Copy the records starting at the line containing "any lighting truss." and ending at the line containing "(256, 382), (345, 464)", keeping every line including the requests, and increase each bounding-box coordinate in the answers by 53. Leave the sample coordinates in the requests as they are.

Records
☆ ☆ ☆ ☆

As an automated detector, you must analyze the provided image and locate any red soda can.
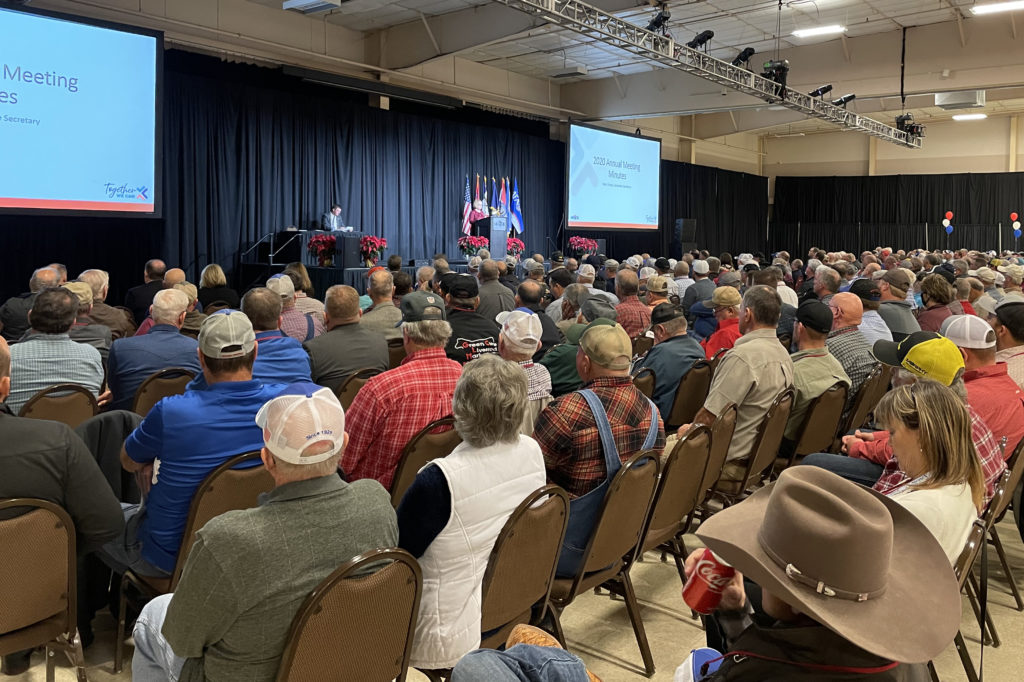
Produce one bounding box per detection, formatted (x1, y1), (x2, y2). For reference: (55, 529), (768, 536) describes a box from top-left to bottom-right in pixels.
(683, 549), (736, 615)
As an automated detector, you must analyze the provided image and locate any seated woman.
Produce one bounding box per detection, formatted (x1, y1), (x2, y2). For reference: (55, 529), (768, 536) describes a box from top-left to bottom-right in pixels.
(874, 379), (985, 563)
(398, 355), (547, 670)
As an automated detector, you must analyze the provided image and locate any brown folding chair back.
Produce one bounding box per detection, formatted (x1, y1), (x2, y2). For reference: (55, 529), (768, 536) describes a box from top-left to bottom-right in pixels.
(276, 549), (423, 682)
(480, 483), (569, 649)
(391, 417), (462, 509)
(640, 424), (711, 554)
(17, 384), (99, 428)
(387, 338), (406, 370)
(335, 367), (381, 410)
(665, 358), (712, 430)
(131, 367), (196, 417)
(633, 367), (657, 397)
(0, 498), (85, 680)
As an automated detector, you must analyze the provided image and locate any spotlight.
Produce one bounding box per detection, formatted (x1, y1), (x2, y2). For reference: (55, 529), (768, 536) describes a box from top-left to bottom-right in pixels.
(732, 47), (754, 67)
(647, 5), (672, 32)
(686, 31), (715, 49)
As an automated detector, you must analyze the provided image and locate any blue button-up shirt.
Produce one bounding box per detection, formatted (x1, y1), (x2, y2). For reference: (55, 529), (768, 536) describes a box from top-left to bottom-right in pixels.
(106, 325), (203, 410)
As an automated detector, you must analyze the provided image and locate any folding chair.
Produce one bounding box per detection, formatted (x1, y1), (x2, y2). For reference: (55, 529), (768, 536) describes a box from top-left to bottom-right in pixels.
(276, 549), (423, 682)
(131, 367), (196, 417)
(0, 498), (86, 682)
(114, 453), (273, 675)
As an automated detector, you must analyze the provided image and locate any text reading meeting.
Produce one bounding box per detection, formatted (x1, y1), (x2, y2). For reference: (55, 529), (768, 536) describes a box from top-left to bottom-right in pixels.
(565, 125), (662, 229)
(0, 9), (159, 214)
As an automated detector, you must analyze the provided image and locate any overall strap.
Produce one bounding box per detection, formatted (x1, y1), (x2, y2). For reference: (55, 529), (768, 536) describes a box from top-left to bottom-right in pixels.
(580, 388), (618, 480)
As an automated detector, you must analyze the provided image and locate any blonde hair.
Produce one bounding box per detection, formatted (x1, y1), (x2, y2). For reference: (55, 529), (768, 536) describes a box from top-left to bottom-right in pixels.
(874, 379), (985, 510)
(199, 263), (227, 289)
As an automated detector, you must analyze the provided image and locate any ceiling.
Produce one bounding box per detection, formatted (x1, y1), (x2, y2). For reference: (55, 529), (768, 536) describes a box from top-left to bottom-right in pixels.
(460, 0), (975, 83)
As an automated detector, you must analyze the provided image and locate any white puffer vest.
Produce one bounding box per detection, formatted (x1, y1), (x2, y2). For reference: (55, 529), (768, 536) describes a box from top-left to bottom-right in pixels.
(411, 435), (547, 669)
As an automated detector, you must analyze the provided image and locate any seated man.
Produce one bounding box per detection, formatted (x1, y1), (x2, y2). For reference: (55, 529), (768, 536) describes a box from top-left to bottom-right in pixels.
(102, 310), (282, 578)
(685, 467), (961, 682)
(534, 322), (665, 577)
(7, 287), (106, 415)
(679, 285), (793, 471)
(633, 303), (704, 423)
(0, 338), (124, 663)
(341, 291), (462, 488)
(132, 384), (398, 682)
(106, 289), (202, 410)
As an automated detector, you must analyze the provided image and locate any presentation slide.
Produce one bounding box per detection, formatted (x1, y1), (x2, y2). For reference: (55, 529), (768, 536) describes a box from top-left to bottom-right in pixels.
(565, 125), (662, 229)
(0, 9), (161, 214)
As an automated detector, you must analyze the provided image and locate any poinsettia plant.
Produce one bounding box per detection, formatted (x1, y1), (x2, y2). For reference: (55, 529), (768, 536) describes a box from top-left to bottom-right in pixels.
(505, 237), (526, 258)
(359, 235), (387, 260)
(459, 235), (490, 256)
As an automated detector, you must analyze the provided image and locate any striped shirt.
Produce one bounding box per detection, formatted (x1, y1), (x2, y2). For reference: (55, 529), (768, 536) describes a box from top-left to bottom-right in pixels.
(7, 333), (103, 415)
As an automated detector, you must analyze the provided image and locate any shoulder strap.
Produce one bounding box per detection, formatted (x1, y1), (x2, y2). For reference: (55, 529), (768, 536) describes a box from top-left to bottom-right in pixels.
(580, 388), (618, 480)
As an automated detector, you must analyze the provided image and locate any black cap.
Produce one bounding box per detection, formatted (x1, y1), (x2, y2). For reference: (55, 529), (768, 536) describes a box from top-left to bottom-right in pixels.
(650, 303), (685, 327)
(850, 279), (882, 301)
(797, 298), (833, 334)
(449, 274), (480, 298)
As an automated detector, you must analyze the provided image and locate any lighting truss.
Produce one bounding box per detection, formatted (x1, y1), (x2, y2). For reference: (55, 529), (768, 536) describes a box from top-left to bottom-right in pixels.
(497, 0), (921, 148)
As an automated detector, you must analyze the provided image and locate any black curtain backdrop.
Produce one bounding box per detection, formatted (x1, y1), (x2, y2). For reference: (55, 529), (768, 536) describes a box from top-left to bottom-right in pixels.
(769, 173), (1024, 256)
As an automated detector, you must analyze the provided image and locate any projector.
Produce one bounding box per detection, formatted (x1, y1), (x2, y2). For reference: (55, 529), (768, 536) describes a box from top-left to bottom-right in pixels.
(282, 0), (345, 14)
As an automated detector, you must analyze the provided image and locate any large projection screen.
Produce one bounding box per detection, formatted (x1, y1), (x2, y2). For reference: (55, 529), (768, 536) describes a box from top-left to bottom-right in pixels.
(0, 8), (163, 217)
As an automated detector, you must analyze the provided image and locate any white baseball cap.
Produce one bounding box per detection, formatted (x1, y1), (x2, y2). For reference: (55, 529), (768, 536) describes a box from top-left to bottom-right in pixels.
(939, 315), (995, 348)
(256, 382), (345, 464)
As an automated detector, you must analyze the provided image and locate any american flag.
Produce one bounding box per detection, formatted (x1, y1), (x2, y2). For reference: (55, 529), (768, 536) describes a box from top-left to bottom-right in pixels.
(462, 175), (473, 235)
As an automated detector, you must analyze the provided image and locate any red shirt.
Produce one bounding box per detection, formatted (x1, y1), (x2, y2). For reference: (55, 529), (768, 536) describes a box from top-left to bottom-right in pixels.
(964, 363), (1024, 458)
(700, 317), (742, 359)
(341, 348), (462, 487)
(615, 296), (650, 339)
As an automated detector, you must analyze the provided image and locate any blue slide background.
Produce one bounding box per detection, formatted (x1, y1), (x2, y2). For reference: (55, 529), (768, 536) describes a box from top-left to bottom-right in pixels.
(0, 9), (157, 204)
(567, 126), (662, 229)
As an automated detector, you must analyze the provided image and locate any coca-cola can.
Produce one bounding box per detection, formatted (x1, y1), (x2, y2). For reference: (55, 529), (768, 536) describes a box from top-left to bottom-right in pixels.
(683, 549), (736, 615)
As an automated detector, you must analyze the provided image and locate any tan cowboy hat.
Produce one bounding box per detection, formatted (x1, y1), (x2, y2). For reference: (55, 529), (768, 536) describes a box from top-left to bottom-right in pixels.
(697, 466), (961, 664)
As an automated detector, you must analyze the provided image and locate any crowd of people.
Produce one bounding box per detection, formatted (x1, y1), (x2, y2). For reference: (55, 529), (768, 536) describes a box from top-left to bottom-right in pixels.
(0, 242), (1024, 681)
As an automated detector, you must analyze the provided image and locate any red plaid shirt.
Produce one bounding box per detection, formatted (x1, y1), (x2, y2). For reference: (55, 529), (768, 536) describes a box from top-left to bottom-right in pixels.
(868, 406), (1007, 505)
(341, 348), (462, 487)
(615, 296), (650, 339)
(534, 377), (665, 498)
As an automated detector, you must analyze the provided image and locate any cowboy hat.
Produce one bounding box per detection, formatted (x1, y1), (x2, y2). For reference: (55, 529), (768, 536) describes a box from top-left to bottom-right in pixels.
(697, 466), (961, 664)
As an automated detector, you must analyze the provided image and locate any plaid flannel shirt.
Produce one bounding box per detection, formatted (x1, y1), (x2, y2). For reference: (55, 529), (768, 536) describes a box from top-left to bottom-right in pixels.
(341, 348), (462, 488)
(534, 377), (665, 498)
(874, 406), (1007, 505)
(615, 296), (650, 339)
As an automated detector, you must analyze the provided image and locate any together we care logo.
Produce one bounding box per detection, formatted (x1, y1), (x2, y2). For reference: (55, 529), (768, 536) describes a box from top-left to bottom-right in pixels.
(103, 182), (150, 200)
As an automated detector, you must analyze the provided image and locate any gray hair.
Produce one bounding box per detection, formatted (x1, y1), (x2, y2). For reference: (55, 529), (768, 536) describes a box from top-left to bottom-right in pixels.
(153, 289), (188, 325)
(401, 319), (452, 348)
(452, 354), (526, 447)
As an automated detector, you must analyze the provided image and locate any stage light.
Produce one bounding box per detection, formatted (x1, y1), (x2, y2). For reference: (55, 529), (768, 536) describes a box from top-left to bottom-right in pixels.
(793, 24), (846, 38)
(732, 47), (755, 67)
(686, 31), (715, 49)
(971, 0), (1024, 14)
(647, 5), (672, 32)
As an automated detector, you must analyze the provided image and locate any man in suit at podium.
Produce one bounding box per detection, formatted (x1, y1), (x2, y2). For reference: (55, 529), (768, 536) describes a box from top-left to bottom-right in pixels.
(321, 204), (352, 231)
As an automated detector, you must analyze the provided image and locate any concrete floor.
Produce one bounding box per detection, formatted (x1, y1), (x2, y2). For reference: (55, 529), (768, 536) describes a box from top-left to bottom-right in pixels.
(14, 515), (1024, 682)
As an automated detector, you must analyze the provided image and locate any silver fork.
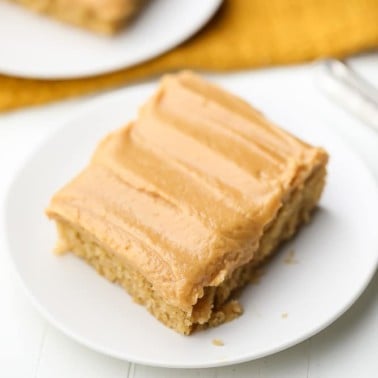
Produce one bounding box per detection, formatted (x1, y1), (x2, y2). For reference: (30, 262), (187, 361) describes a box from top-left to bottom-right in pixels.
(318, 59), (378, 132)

☆ ☆ ☆ ☆

Exercise answer —
As an automated detector, you must analyze the provided image and locate any lighting truss.
Produce one bounding box per detection, formatted (x1, y1), (x2, y2). For reference: (55, 529), (768, 536) describes a box from top-left to bottom-right in pixels.
(550, 53), (974, 201)
As an automated detector, you must analyze the provided image and locate any black curtain backdrop.
Produce one bounding box per detection, formatted (x1, y1), (x2, y2). For reference: (55, 529), (768, 536) describes a box from top-left to bottom-right in pixels.
(822, 226), (1077, 309)
As an automated detector, you must analyze the provided image and locate any projector.
Produce one bounding box per detection, formatted (x1, y1), (x2, y2). For reference: (55, 529), (768, 536) describes a box from top-left to bottom-right in pixels.
(335, 53), (398, 67)
As an automated detector, you must analyze the provided image and locate any large projection screen.
Produce one bounding box per detection, formatted (x1, y1), (x2, y2). For reference: (55, 529), (768, 536) describes a box from top-left to bottom-right in pixels.
(53, 61), (216, 270)
As an automated detector, you must analyze the provided image and locate any white baseball cap.
Produce one bounding box per detection, formatted (x1, y1), (x2, y2). For reference: (55, 529), (768, 536) describes a box from top-left to bottom-right in pixels.
(992, 368), (1048, 401)
(309, 435), (398, 517)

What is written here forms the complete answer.